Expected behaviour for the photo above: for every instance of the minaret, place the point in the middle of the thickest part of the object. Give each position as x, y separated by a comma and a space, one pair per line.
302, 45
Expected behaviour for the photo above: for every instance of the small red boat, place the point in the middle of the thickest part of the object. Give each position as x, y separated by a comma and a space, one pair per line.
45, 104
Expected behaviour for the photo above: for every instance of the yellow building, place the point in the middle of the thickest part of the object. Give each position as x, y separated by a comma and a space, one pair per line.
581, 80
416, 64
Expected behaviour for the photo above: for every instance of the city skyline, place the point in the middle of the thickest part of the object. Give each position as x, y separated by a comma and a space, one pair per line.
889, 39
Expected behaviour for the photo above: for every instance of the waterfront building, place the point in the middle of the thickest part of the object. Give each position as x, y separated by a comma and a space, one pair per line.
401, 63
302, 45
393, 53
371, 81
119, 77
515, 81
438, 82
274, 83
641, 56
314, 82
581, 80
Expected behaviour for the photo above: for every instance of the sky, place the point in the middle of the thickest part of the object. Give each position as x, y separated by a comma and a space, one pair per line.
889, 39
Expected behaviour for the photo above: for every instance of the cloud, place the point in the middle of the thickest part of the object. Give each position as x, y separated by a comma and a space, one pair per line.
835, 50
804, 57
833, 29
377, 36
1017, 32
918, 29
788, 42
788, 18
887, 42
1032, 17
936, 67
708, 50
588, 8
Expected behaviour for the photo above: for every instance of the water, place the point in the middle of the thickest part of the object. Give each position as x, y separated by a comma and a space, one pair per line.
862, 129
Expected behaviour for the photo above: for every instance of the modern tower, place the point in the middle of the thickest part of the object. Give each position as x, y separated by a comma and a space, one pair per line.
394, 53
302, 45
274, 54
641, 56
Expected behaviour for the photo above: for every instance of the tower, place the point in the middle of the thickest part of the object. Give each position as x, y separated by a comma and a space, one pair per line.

● Exercise details
Rewrite all the rows above as a JSON list of strings, one string per line, and leave out any blank lines.

● Exercise result
[
  "Expected behaviour for the photo above: for every instance of the minaret, place the point in the middle of the thickest part of the object. Give each position as x, y separated by a comma and a space, one pair per line.",
  "302, 45",
  "Expected behaviour for the photo above: for every instance of the small red boat, place the point in the middle of the thickest part of the object. Give each position as x, y separated by a comma and a space, one pair per line.",
  "45, 104",
  "Expected behaviour for the photo above: for every instance of the yellow building, place the point in the middle of the thickest part of the object. Give each position as x, y separated by a comma and a space, one pair per line.",
  "581, 80",
  "416, 64",
  "Expected behaviour for the photo above: for every instance of the city skyline, place the point in the middle of the thickest part of the object. Give each position as x, y separated by a comma and a space, one pair per line.",
  "889, 39",
  "Expected behaviour for the photo above: for every instance of the waterfront building, place the point in the middle of the thickest part of the object. Give each position as x, y separated by a comma and a space, one pair per line.",
  "401, 63",
  "302, 45",
  "393, 53",
  "371, 81",
  "119, 77",
  "515, 81",
  "438, 82",
  "274, 83",
  "641, 56",
  "314, 82",
  "581, 80",
  "Expected behaviour for the photo above: for every instance of the sky, place the point in the middle of the thickest part of the object. Give each position as x, y separated by a comma and a space, one pair per line.",
  "889, 39",
  "Expected behaviour for the photo above: for every instance of the cloud, place the point in the middle of the thickest part of the object. Give each position as x, y separated by a comma and a space, one pair per line.",
  "835, 50",
  "804, 57",
  "833, 29",
  "377, 36",
  "1017, 32",
  "918, 29",
  "788, 42",
  "788, 18",
  "887, 42",
  "1032, 17",
  "936, 67",
  "708, 50",
  "588, 8",
  "Expected behaviour for the photo above: for every instance of the water, place the point in the middle of the thickest part of the object. Give each position as x, y separated by a comma and a space, one pair per line.",
  "862, 129",
  "Expected behaviour for the photo above: for every instance of the modern tower, place the point in the middle of the thickest part of the object. Give each position as x, y separated by a comma and a space, one pair per line.",
  "394, 53",
  "302, 45",
  "274, 54",
  "641, 56",
  "Expected behaviour for the photo above: for every instance of the tower, place the point in the middle of the thickest part of the object. Give each position as x, y separated by a comma and a space, one pair per line."
]